— START Data excerpts —
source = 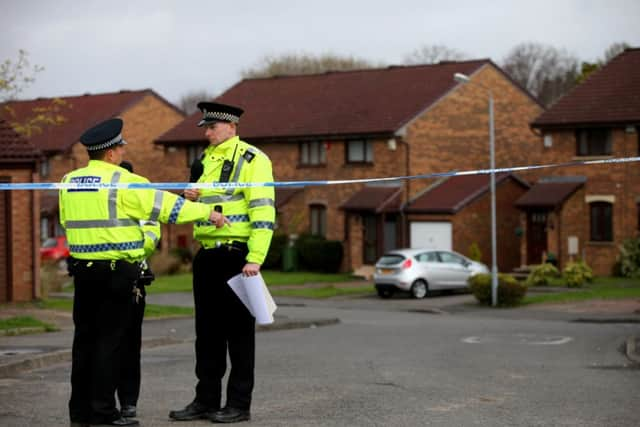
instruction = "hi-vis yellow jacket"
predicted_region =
[59,160,212,262]
[193,136,276,264]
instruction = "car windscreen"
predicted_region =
[378,254,404,265]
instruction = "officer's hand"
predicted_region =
[184,188,200,202]
[209,211,231,228]
[242,262,260,276]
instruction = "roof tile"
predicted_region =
[531,48,640,128]
[158,59,491,143]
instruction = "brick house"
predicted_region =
[157,60,543,270]
[517,48,640,275]
[6,89,186,251]
[0,120,40,303]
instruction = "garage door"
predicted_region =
[411,221,452,251]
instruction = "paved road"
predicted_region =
[0,295,640,427]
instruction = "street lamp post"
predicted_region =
[453,73,498,307]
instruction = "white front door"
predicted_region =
[410,221,452,251]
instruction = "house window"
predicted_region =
[576,128,611,156]
[40,158,51,178]
[347,139,373,163]
[187,145,202,168]
[309,205,327,237]
[300,141,327,166]
[589,202,613,242]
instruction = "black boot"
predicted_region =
[209,406,251,424]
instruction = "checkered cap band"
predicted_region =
[87,133,126,151]
[202,110,240,123]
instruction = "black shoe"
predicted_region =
[120,405,137,418]
[209,406,251,424]
[90,417,140,426]
[169,401,218,421]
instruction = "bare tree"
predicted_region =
[404,44,468,64]
[0,49,71,138]
[242,53,375,78]
[604,42,631,64]
[0,49,44,102]
[179,89,215,115]
[502,43,579,106]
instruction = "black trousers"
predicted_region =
[193,246,255,410]
[69,260,138,424]
[116,286,147,408]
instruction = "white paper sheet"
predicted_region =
[227,273,278,325]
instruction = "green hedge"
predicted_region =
[562,261,593,288]
[468,274,527,306]
[295,234,343,273]
[525,263,560,286]
[262,234,289,270]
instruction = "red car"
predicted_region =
[40,236,69,262]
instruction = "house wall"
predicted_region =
[257,139,406,271]
[537,127,640,275]
[408,179,527,272]
[0,165,40,302]
[405,65,543,197]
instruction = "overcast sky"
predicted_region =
[0,0,640,103]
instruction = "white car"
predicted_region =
[373,249,489,298]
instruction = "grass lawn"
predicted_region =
[36,298,193,317]
[147,270,360,295]
[522,277,640,304]
[0,316,58,333]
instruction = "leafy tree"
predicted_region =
[242,53,375,78]
[576,42,631,83]
[0,49,71,138]
[404,44,467,64]
[179,89,215,115]
[502,42,578,105]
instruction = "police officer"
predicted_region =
[169,102,275,423]
[116,160,152,418]
[59,118,228,426]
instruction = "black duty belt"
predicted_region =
[208,240,248,252]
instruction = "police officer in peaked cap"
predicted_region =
[169,102,275,423]
[59,118,228,426]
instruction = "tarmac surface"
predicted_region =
[0,293,640,427]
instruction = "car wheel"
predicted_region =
[377,289,393,299]
[411,279,429,299]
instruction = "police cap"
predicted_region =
[198,102,244,126]
[80,119,127,151]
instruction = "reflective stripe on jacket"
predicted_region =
[193,136,275,264]
[59,160,211,261]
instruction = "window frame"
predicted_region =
[344,139,374,165]
[589,201,613,243]
[309,204,327,238]
[575,128,613,157]
[298,140,327,167]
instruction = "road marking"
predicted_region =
[461,334,573,345]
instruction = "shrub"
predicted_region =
[149,252,183,276]
[562,261,593,288]
[262,234,289,270]
[468,274,527,306]
[469,242,482,261]
[618,237,640,277]
[525,263,560,286]
[296,234,342,273]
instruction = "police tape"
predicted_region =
[0,157,640,190]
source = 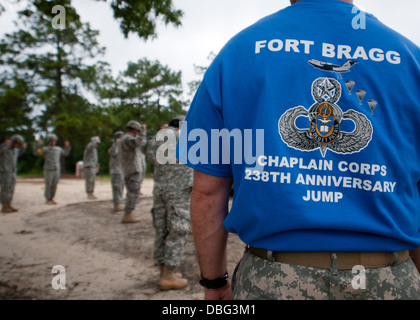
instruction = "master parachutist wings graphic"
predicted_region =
[328,110,373,154]
[279,106,319,151]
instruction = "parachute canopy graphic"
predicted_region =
[346,80,356,94]
[356,90,366,105]
[368,99,378,115]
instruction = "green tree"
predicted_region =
[0,0,113,170]
[101,59,186,134]
[0,0,184,40]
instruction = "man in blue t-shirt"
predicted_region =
[178,0,420,299]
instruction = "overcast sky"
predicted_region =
[0,0,420,96]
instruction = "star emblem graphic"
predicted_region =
[318,78,335,99]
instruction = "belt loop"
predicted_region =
[267,250,276,262]
[391,252,400,267]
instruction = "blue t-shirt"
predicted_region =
[178,0,420,251]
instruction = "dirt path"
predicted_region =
[0,178,243,300]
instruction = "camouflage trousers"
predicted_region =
[0,172,16,203]
[152,188,191,268]
[44,170,60,200]
[124,172,143,212]
[83,167,96,194]
[232,251,420,300]
[111,174,124,204]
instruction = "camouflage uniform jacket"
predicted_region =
[118,129,146,176]
[108,142,123,174]
[0,143,25,173]
[34,146,71,170]
[145,127,194,190]
[83,141,98,168]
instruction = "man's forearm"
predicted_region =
[191,172,231,280]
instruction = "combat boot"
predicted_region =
[1,203,13,213]
[113,204,124,213]
[8,202,19,212]
[159,265,188,290]
[121,211,140,223]
[45,199,57,205]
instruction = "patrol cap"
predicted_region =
[10,134,25,146]
[168,116,185,128]
[48,133,58,141]
[114,131,124,139]
[127,120,141,132]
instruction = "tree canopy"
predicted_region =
[0,0,186,173]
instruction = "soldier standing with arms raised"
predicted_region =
[145,116,193,290]
[119,121,146,223]
[108,131,124,213]
[33,134,71,205]
[0,135,26,213]
[83,137,101,200]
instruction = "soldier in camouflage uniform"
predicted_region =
[33,134,71,205]
[108,131,124,213]
[118,121,146,223]
[83,137,101,200]
[0,135,26,213]
[145,117,193,290]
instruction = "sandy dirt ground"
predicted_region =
[0,177,244,300]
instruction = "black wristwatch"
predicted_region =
[200,271,229,289]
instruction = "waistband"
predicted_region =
[247,246,410,270]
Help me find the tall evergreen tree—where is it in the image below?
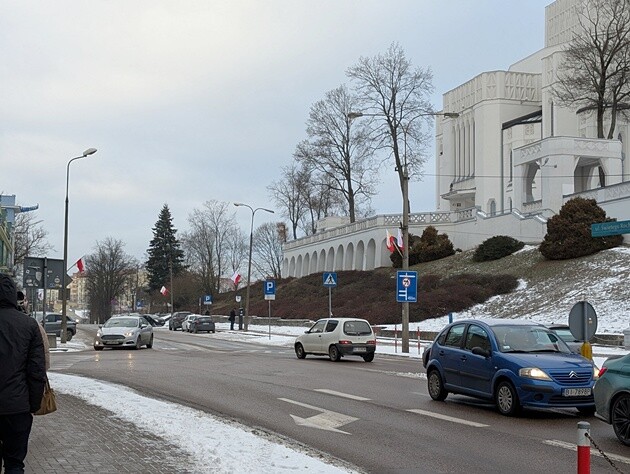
[146,204,185,290]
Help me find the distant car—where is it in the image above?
[593,354,630,446]
[168,311,192,331]
[427,319,595,416]
[182,314,199,332]
[188,316,215,334]
[94,316,153,351]
[37,313,77,341]
[294,318,376,362]
[547,324,583,354]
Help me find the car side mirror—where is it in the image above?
[472,347,490,357]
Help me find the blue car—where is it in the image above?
[426,319,596,416]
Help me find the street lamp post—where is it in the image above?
[234,202,274,331]
[61,148,96,343]
[347,112,459,353]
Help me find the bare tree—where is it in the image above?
[182,200,237,293]
[553,0,630,139]
[252,222,283,278]
[85,237,138,323]
[13,211,53,265]
[267,163,310,239]
[347,43,434,199]
[294,85,377,222]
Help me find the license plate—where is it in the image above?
[562,388,591,397]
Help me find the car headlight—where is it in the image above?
[518,367,551,380]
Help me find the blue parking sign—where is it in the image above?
[396,270,418,303]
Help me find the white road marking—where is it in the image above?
[315,388,370,402]
[278,398,358,434]
[543,439,630,464]
[407,408,490,428]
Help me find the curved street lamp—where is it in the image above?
[61,148,96,343]
[347,112,459,353]
[234,202,274,331]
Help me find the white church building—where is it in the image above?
[282,0,630,277]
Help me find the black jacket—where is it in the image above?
[0,274,46,415]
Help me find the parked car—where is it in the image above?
[593,354,630,446]
[547,324,583,354]
[427,319,595,416]
[36,313,77,341]
[168,311,192,331]
[182,314,199,332]
[188,316,215,334]
[294,318,376,362]
[94,316,153,351]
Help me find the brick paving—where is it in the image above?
[25,393,200,474]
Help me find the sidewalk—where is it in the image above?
[25,393,194,474]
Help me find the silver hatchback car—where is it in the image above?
[294,318,376,362]
[94,316,153,351]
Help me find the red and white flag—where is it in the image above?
[385,229,394,252]
[231,272,241,286]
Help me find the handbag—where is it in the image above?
[34,377,57,415]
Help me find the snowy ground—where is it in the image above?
[50,315,628,473]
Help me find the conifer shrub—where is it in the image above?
[473,235,525,262]
[538,197,623,260]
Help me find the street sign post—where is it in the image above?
[396,270,418,303]
[322,272,337,317]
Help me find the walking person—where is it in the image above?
[0,274,46,474]
[228,308,236,331]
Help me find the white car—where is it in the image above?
[294,318,376,362]
[182,314,199,332]
[94,316,153,351]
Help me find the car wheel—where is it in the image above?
[427,369,448,402]
[328,345,341,362]
[494,381,521,416]
[578,406,595,416]
[295,344,306,359]
[610,393,630,446]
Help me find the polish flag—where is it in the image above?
[231,272,241,286]
[385,229,394,252]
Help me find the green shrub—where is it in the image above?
[473,235,525,262]
[538,197,623,260]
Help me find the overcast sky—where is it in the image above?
[0,0,551,263]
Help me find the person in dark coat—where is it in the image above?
[0,274,46,474]
[228,308,236,331]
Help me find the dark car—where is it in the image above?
[547,324,583,354]
[593,354,630,446]
[427,319,595,416]
[188,316,215,334]
[37,313,77,341]
[168,311,192,331]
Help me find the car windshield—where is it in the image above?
[103,318,138,328]
[492,325,571,354]
[343,321,372,336]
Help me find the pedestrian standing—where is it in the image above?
[228,308,236,331]
[0,274,46,474]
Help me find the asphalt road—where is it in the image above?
[53,329,630,473]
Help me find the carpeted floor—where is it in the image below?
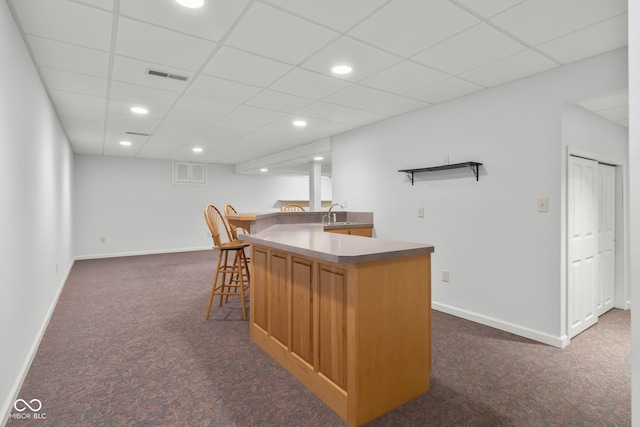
[7,251,631,427]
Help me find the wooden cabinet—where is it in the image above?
[250,244,431,425]
[324,227,373,237]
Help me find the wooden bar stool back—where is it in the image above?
[282,203,306,212]
[204,204,249,320]
[223,203,249,240]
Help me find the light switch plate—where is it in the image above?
[538,197,549,212]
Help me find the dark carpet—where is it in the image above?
[7,251,631,427]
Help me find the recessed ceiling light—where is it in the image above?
[131,107,149,114]
[176,0,204,9]
[331,65,353,74]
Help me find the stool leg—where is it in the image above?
[205,253,224,320]
[220,251,231,307]
[236,249,247,320]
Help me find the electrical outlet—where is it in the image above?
[442,270,449,282]
[538,197,549,212]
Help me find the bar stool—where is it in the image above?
[204,204,250,320]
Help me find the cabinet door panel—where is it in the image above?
[291,258,313,365]
[251,246,268,331]
[318,265,347,390]
[269,253,289,347]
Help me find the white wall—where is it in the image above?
[629,0,640,427]
[332,49,627,345]
[74,155,331,258]
[0,2,73,424]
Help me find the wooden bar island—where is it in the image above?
[242,224,434,426]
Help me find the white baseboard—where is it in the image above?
[0,261,74,427]
[431,301,569,348]
[75,246,213,260]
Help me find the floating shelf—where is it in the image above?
[398,162,482,185]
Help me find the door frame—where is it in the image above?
[562,146,631,344]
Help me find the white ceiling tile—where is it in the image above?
[60,116,104,134]
[192,122,247,150]
[296,102,387,127]
[578,90,629,111]
[202,46,292,86]
[332,110,389,128]
[109,99,169,119]
[538,13,628,64]
[167,94,240,122]
[104,139,143,158]
[367,96,431,116]
[270,68,349,99]
[187,74,261,104]
[65,129,104,156]
[225,105,285,129]
[12,0,113,51]
[226,3,338,65]
[111,55,192,92]
[455,0,525,18]
[107,113,161,135]
[246,89,313,113]
[301,36,402,82]
[269,0,388,32]
[212,116,266,138]
[27,36,109,78]
[104,132,149,151]
[115,18,216,71]
[153,120,206,145]
[460,50,558,87]
[597,105,629,122]
[120,0,249,41]
[49,89,107,112]
[412,23,526,75]
[407,77,484,104]
[57,106,105,122]
[138,136,183,159]
[360,61,449,95]
[109,81,180,107]
[40,67,107,96]
[348,0,479,58]
[76,0,113,12]
[296,101,361,122]
[491,0,627,46]
[324,85,394,109]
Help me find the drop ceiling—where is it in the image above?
[7,0,627,174]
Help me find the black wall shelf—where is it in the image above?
[398,162,482,185]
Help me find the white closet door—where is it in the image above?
[567,157,598,338]
[596,164,616,316]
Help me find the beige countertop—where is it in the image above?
[240,224,434,264]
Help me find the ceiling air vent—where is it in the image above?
[147,70,187,82]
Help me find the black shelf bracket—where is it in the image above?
[398,162,482,185]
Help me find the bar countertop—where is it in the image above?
[240,223,434,264]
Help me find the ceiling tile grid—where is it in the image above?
[7,0,628,174]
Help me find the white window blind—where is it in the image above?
[173,162,207,184]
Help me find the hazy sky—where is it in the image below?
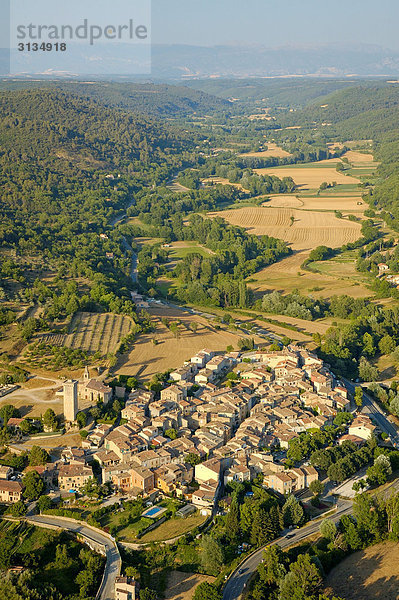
— END Data excerpts —
■ The request
Rewrite the part of the material that opens with the line containing "Help me find the tall" and closes with the line containing "[25,393,194,474]", changing "parked car" to "stationary car" and keeping everything else the same. Omit the pictures from your answer.

■ Answer for the task
Help me find the tall evergreen tree—where is it in the image below?
[146,204,185,290]
Help me find the distant car—where is it in the image above?
[593,354,630,446]
[168,311,192,331]
[427,319,595,416]
[182,314,199,332]
[188,316,215,334]
[94,316,153,351]
[37,313,77,341]
[294,318,376,362]
[547,324,583,354]
Help me find the car side mirror—where is it in the image above?
[472,347,490,357]
Help me find the blue car—where is it in the image above?
[426,319,596,416]
Help me find the street lamp post—where is it in the image above?
[234,202,274,331]
[61,148,96,343]
[347,112,459,353]
Help me find the bare tree—where is it in the image above?
[182,200,237,293]
[553,0,630,139]
[252,222,283,278]
[85,237,138,323]
[13,211,53,265]
[267,163,310,239]
[347,43,434,199]
[294,85,377,222]
Help me find the license plate—where is it in the image above?
[562,388,591,397]
Help me find the car headlight—where is it in the image above?
[518,367,551,380]
Help me find the blue parking sign—where is it in the image above?
[396,270,418,303]
Help me find the white road marking—where is it in the image above?
[315,388,370,402]
[278,398,358,434]
[543,439,630,464]
[407,408,490,428]
Help me find the curved street lamp—where is it in the image above?
[61,148,96,343]
[347,112,459,353]
[234,202,274,331]
Help me find the white church building—where is it in the image above?
[282,0,630,277]
Help me find the black jacket—where is it in the image above?
[0,274,46,415]
Help me find the stationary car—where is it in the image above?
[593,354,630,446]
[547,324,583,354]
[427,319,595,416]
[36,313,77,341]
[168,311,192,331]
[182,314,199,332]
[188,316,215,334]
[294,318,376,362]
[94,316,153,351]
Help me find the brick paving—where is it in the image above?
[25,393,200,474]
Help me find the sidewalk—where is it in the image above?
[25,393,194,474]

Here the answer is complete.